▸ **EXERCISE A**: Recast part of the position identification entries as a JSON list of strings, one string per line and no blank lines. Begin at the entry line that contains "For every instance of the blurred" and stop after the line that contains "(1075, 266)".

-- Start of PASSAGE --

UNITED STATES
SECURITIES AND EXCHANGE COMMISSION
Washington, D.C. 20549

 

FORM 8-K

 

CURRENT REPORT

Pursuant to Section 13 or 15(d)
of the Securities Exchange Act of 1934

 

Date of Report (Date of earliest event reported): March 19, 2014

 

Midstates Petroleum Company, Inc.

(Exact name of registrant as specified in its charter)

 

Delaware
(State or other jurisdiction of
incorporation or organization)

 

001-35512
(Commission File Number)

 

45-3691816
(I.R.S. Employer
Identification No.)

 

4400 Post Oak Parkway, Suite 1900
Houston, Texas
(Address of principal executive offices)

 

77027
(Zip Code)

 

Registrant’s telephone number, including area code:  (713) 595-9400

 

Not Applicable.
(Former name or former address, if changed since last report)

 

Check the appropriate box below if the Form 8-K filing is intended to simultaneously satisfy the filing obligation of the registrant under any of the following provisions (see General Instruction A.2. below):

 

o Written communications pursuant to Rule 425 under the Securities Act (17 CFR 230.425)

 

o Soliciting material pursuant to Rule 14a-12 under the Exchange Act (17 CFR 240.14a-12)

 

o Pre-commencement communications pursuant to Rule 14d-2(b) under the Exchange Act (17 CFR 240.14d-2(b))

 

o Pre-commencement communications pursuant to Rule 13e-4(c) under the Exchange Act (17 CFR 240.13e-4(c))

-- End of PASSAGE --

▸ **EXERCISE B**: List every rule cited in the check-box options on the Form 8-K cover page.

-- Start of MATERIAL FOR THE TASK --

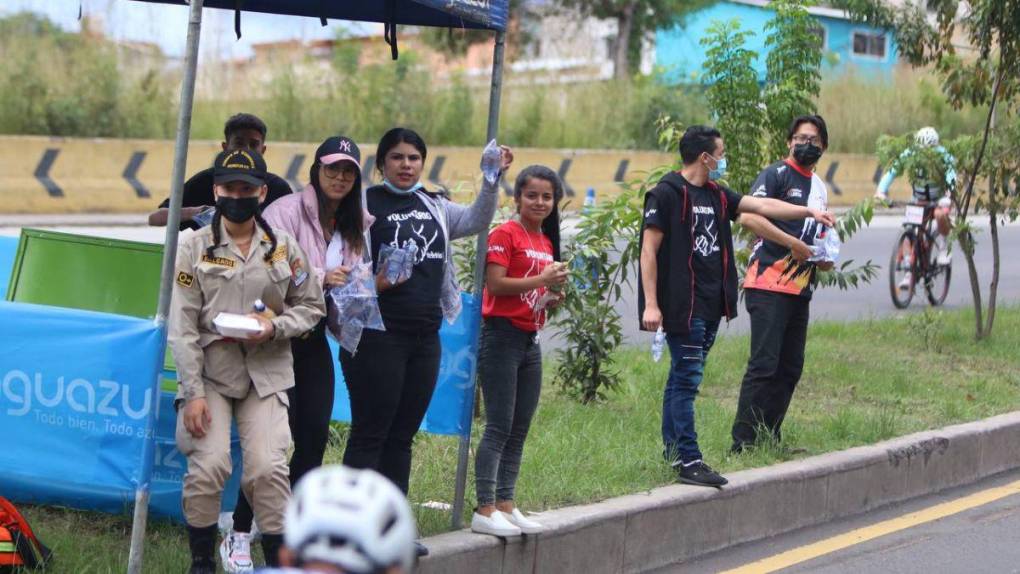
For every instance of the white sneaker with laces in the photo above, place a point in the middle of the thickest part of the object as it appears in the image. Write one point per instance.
(525, 524)
(944, 257)
(497, 525)
(907, 279)
(236, 553)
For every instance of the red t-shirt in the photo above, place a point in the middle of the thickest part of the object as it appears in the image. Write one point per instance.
(524, 255)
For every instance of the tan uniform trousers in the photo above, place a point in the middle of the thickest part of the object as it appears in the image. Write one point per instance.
(265, 438)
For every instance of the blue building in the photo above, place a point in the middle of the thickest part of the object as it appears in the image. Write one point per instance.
(848, 45)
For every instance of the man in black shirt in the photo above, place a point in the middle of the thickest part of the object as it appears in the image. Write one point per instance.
(779, 282)
(242, 132)
(687, 280)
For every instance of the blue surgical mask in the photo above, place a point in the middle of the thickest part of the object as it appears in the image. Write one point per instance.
(394, 189)
(720, 169)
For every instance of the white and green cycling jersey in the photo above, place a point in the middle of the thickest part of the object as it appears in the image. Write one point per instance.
(919, 178)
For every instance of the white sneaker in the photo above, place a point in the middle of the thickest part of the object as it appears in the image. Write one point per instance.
(525, 524)
(236, 553)
(907, 279)
(497, 525)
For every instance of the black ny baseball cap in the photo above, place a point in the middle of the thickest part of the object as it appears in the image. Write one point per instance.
(239, 165)
(338, 148)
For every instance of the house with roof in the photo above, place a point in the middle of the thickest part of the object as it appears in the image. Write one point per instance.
(848, 46)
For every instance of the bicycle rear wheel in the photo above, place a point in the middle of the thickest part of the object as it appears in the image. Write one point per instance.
(902, 264)
(936, 278)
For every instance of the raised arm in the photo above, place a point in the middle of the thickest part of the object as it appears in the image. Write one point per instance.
(764, 228)
(775, 209)
(469, 220)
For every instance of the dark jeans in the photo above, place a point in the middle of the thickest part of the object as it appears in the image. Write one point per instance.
(687, 353)
(311, 407)
(391, 381)
(510, 374)
(778, 334)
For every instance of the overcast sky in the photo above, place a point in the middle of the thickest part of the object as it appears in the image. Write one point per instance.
(166, 24)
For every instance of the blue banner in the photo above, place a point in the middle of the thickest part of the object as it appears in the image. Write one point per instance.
(170, 465)
(75, 405)
(450, 411)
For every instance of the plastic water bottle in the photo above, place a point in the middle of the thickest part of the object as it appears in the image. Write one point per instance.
(492, 161)
(657, 344)
(261, 309)
(589, 200)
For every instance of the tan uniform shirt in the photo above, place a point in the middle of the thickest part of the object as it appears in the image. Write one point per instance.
(230, 282)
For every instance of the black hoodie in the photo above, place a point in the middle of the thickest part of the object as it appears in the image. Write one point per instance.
(676, 279)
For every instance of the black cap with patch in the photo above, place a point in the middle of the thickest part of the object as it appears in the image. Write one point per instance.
(239, 165)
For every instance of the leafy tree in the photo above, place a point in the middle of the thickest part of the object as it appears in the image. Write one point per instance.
(990, 77)
(793, 81)
(734, 98)
(749, 115)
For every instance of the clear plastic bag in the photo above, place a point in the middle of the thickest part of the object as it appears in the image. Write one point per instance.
(826, 246)
(492, 161)
(398, 262)
(354, 307)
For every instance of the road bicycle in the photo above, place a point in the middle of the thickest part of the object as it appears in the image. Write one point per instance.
(915, 253)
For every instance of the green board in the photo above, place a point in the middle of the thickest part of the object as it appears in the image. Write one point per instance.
(86, 272)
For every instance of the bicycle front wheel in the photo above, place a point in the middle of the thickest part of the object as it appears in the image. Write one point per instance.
(902, 264)
(936, 280)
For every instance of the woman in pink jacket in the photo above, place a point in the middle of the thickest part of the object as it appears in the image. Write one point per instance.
(328, 209)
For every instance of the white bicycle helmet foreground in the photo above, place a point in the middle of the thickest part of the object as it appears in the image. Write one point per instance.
(926, 137)
(354, 519)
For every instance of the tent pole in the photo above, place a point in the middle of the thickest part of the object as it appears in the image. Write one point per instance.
(495, 96)
(169, 259)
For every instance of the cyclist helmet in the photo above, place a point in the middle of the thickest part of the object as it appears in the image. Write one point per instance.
(354, 519)
(926, 137)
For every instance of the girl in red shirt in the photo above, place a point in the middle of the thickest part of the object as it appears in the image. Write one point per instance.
(522, 273)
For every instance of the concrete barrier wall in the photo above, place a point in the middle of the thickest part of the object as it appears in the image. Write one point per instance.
(41, 174)
(671, 524)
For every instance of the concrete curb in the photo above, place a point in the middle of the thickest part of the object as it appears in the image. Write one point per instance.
(676, 523)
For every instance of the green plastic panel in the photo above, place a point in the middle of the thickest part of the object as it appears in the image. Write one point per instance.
(86, 272)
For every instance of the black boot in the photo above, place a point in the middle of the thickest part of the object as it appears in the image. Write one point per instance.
(270, 549)
(203, 546)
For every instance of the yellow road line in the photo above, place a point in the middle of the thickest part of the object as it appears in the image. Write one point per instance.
(822, 548)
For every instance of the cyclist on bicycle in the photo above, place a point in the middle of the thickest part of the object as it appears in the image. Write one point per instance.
(347, 521)
(926, 187)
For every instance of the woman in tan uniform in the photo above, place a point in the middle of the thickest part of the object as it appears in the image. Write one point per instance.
(225, 268)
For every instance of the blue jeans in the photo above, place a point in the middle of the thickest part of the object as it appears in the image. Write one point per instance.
(687, 353)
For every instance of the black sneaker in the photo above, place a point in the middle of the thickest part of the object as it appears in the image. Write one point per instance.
(699, 474)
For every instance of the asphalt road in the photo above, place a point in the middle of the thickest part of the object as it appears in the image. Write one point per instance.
(874, 243)
(982, 538)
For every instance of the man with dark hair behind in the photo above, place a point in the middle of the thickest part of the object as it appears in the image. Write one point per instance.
(242, 132)
(778, 283)
(687, 280)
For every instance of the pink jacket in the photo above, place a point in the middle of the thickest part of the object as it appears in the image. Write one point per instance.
(298, 215)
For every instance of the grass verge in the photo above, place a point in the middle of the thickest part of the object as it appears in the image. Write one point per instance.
(863, 382)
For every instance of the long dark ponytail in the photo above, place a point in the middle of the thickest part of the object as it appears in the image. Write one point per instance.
(551, 224)
(349, 218)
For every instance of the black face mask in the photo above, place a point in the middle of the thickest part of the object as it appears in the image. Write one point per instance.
(807, 154)
(237, 210)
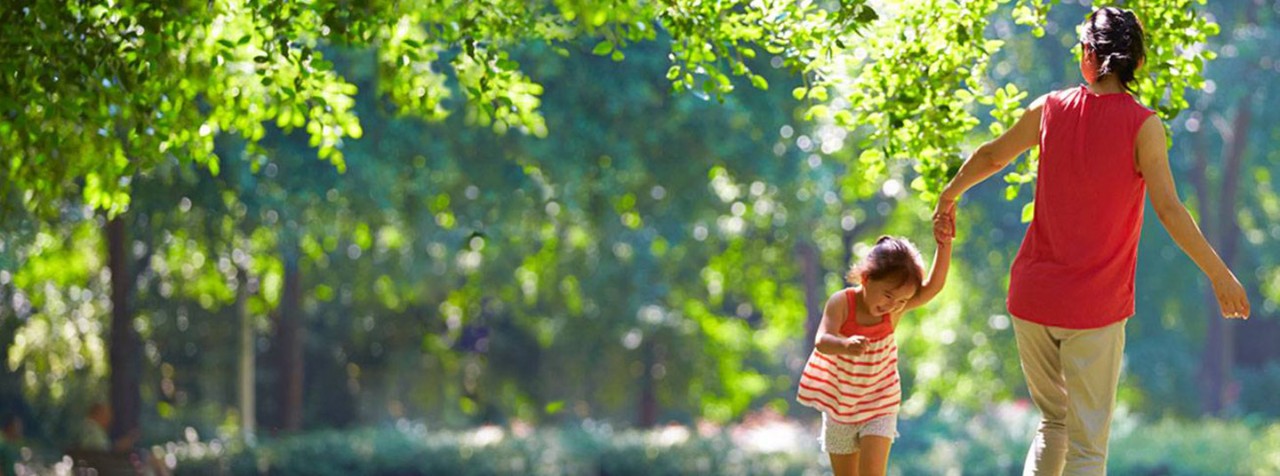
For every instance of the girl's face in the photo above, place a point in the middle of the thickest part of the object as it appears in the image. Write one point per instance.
(1088, 64)
(885, 296)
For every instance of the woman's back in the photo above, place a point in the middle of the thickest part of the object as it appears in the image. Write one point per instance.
(1077, 262)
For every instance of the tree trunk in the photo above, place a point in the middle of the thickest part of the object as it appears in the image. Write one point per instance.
(1219, 358)
(10, 321)
(124, 347)
(246, 355)
(648, 390)
(814, 292)
(289, 346)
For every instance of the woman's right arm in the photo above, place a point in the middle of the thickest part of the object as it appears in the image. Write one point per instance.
(1153, 165)
(828, 339)
(992, 156)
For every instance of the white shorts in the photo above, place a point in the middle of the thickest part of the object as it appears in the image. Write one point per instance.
(842, 439)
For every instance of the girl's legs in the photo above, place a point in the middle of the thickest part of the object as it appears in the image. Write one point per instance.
(840, 442)
(874, 454)
(844, 465)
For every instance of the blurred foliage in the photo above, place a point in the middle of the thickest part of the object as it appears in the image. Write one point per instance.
(983, 444)
(602, 248)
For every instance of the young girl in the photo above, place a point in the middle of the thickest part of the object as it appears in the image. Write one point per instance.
(851, 376)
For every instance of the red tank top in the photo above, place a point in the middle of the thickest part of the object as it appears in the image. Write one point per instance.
(1075, 266)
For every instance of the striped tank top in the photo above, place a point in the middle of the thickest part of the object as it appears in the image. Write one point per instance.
(855, 389)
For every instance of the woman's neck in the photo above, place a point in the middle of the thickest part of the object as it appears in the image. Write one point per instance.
(1106, 85)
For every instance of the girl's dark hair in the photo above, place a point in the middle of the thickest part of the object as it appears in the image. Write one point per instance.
(892, 259)
(1116, 40)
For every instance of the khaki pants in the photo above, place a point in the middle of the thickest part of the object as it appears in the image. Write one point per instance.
(1072, 375)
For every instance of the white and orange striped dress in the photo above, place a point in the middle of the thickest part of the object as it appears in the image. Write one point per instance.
(855, 389)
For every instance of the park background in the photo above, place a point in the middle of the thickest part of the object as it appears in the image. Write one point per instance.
(576, 237)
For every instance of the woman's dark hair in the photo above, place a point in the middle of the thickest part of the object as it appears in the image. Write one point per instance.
(1116, 40)
(892, 259)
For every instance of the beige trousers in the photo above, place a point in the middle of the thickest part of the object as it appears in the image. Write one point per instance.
(1072, 375)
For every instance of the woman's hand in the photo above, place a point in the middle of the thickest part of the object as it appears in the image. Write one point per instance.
(945, 220)
(1230, 296)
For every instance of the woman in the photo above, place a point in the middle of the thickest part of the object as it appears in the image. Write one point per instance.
(1072, 284)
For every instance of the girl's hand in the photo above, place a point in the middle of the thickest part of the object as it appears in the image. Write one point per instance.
(1230, 297)
(855, 344)
(945, 222)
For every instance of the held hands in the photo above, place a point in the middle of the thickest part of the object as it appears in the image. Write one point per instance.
(855, 344)
(1230, 296)
(945, 220)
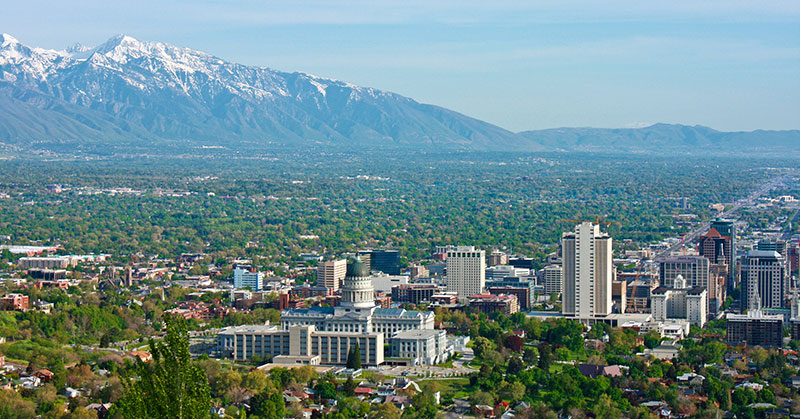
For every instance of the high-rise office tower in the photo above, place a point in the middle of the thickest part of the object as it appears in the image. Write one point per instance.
(466, 271)
(331, 273)
(386, 261)
(719, 246)
(587, 272)
(243, 278)
(764, 280)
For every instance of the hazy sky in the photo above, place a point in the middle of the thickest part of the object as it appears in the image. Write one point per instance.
(731, 65)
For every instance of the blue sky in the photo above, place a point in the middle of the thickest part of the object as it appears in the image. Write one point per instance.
(731, 65)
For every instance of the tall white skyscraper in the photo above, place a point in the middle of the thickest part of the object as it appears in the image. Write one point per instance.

-- End of MATERIAL FOR THE TASK --

▸ **EXERCISE SOLUTION A**:
[
  "For every instance of the blurred foliage in the photo above, place a point in the middle of the thickest part of the object as it appears in the image. Write one point per instance.",
  "(983, 444)",
  "(602, 248)",
  "For every instance of the young girl in the photo above, place a point in the middle of the thickest part of the object as it appears in the image. Write one point per instance.",
  "(851, 376)",
  "For every instance of the red tank top in the photo above, place a point in the middle of the thickest part of the object as it appears in the image. Write one point per instance.",
  "(1075, 266)"
]

▸ **EXERCISE SOLUTION B**:
- Rule 425 under the Securities Act (17 CFR 230.425)
- Rule 14a-12 under the Exchange Act (17 CFR 240.14a-12)
- Rule 14d-2(b) under the Exchange Act (17 CFR 240.14d-2(b))
- Rule 13e-4(c) under the Exchange Act (17 CFR 240.13e-4(c))